Exercise prompt: Copy the stretch of data below from the line containing "the white bucket" through the line containing "(1005, 497)", keeping both of those lines. Leave the pictures out of your answer.

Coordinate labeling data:
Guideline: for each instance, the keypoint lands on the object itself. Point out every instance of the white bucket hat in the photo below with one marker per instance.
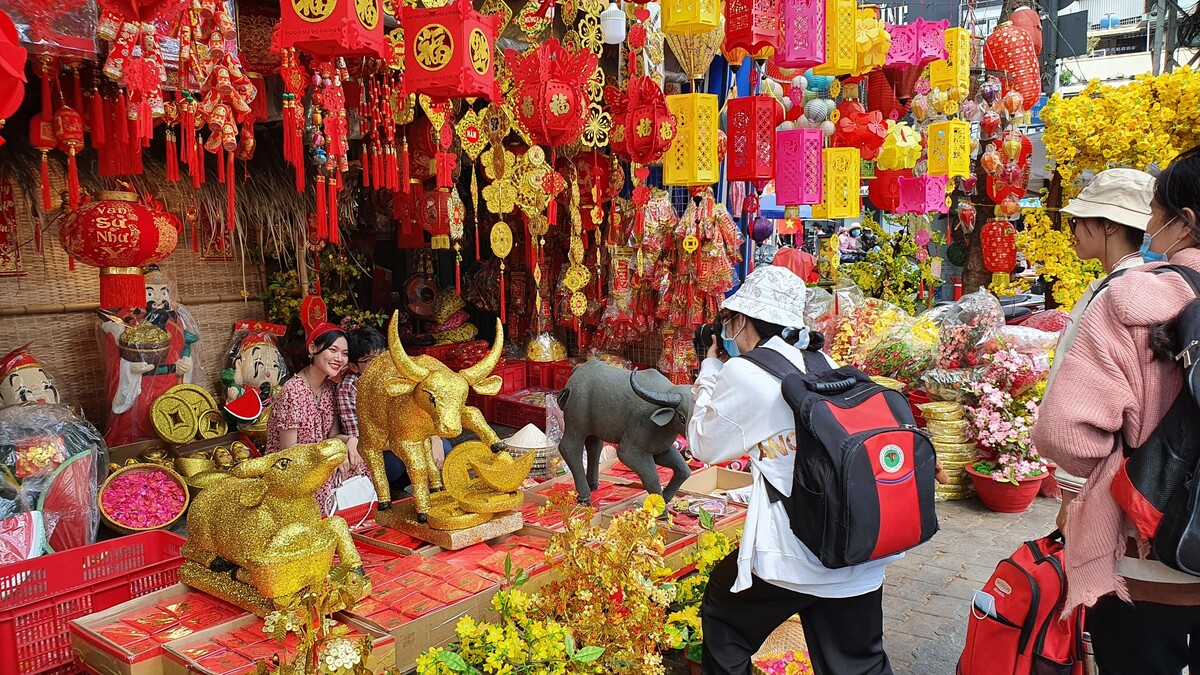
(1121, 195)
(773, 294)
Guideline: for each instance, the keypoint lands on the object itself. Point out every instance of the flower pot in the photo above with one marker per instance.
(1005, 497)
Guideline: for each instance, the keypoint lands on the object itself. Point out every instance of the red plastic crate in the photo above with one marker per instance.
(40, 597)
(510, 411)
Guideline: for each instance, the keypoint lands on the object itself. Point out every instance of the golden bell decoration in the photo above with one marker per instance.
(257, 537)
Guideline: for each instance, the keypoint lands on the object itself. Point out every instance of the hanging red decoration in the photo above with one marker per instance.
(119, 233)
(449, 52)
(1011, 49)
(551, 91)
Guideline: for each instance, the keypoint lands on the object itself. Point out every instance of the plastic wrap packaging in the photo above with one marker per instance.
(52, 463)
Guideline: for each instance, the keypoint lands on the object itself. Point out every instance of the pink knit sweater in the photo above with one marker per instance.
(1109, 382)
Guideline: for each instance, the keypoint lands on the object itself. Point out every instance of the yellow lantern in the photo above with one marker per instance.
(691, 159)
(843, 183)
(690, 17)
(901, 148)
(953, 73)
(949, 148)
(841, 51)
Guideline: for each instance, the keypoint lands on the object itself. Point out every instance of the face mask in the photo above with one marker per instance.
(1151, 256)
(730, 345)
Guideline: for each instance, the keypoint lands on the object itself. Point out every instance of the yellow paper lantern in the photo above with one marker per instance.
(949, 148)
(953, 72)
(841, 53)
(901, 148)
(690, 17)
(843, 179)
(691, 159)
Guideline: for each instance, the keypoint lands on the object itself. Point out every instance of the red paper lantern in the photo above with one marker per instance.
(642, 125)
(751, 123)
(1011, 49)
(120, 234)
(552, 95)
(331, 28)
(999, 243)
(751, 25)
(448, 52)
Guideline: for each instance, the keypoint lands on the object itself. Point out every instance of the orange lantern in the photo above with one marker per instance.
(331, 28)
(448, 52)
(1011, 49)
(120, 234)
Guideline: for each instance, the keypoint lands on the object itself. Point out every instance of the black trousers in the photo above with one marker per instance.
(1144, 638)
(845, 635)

* * *

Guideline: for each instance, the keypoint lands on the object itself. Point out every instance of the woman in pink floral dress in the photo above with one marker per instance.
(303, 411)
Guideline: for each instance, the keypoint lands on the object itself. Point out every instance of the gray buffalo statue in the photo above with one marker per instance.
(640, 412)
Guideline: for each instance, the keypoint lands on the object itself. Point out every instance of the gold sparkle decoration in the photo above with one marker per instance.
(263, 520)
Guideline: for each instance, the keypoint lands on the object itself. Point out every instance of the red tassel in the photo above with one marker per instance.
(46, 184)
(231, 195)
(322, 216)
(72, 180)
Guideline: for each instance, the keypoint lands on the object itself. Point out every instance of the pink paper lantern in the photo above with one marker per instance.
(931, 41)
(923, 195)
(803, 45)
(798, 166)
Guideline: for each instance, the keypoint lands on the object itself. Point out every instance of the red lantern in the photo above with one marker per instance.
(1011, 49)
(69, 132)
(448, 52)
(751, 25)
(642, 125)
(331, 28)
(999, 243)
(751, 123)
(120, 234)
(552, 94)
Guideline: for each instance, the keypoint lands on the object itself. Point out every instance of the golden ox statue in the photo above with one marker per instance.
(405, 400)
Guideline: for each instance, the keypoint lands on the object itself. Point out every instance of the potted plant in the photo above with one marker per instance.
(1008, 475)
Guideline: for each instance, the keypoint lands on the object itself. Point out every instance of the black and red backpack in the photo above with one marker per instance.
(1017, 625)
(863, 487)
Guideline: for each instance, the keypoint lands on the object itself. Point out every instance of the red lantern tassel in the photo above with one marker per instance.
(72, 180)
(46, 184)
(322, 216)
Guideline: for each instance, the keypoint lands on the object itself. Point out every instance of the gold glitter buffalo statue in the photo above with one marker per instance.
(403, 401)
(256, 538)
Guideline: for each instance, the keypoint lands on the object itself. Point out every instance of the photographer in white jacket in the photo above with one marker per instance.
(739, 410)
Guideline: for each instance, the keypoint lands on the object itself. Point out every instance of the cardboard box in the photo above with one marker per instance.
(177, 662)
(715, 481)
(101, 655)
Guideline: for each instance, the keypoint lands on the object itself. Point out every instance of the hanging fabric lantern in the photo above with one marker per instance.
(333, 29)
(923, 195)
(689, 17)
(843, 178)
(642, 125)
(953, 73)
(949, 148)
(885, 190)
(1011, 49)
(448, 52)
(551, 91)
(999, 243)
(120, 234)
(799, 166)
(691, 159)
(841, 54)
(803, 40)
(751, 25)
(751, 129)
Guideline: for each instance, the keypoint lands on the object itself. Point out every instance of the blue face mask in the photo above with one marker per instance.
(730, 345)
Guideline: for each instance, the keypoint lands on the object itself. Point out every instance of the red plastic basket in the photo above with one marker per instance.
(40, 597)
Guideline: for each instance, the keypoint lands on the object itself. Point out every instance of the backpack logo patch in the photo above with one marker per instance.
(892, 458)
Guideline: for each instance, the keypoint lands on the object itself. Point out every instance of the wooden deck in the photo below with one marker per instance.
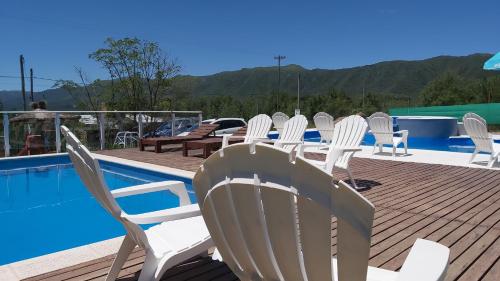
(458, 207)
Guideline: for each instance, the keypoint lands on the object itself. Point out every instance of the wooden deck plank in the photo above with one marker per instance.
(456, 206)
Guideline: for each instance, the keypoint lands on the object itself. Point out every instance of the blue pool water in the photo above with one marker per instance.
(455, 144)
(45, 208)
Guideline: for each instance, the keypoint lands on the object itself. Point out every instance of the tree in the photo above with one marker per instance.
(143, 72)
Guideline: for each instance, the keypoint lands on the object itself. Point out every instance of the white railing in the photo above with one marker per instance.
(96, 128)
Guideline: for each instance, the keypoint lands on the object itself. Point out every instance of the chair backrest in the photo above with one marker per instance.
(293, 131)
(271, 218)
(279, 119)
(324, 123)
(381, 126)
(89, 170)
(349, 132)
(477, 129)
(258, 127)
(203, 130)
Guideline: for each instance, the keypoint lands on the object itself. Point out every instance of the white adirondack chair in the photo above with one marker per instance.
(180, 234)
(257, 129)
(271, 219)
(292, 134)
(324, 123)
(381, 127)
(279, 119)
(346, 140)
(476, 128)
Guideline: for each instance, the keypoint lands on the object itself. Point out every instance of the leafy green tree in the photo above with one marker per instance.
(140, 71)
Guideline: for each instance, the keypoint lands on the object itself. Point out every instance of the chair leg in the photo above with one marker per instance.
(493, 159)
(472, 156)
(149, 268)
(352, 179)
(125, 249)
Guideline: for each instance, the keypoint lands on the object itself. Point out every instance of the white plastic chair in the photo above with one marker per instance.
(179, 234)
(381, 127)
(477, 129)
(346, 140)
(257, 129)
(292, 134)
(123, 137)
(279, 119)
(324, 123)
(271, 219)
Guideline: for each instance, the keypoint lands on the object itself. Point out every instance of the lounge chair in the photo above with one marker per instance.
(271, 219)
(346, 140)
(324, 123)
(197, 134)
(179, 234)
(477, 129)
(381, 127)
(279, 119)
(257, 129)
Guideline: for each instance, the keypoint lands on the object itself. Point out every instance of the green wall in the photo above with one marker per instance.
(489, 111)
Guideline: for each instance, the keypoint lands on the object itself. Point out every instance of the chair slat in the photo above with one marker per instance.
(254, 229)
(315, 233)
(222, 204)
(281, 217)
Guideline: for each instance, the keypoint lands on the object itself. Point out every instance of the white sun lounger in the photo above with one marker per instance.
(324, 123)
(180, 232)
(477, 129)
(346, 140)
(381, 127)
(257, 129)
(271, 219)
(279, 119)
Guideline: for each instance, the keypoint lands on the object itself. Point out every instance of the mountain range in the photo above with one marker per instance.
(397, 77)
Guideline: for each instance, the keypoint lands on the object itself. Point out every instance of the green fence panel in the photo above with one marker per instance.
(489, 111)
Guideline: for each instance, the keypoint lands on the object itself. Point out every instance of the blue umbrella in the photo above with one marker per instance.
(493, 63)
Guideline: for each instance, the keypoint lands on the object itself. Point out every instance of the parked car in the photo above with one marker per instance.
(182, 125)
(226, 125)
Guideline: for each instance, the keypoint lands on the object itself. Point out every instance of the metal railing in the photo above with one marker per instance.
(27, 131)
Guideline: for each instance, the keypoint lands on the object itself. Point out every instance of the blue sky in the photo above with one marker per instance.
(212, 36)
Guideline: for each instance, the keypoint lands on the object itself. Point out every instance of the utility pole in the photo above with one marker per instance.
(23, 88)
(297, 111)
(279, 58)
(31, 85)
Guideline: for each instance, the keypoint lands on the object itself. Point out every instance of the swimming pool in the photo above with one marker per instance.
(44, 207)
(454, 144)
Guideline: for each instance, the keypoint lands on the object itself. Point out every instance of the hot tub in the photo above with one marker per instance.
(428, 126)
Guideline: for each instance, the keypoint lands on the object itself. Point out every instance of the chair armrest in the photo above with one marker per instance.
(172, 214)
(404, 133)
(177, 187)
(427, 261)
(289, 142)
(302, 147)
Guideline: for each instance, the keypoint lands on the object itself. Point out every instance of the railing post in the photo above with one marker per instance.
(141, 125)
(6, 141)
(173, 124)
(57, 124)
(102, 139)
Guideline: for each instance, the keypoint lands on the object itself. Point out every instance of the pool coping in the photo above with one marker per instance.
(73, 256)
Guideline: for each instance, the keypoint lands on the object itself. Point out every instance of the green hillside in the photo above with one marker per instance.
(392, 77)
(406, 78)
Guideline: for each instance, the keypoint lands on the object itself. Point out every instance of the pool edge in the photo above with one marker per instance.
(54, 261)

Task output:
Guideline: for each instance, the keypoint lands on the object itself. Point out every instance of the white bucket hat in the photo below with one marker per instance.
(1121, 195)
(773, 294)
Guideline: for each instance, the keypoint lands on the object itself. Point out every instance of the flower pot in the photo above with one marker per instance.
(1005, 497)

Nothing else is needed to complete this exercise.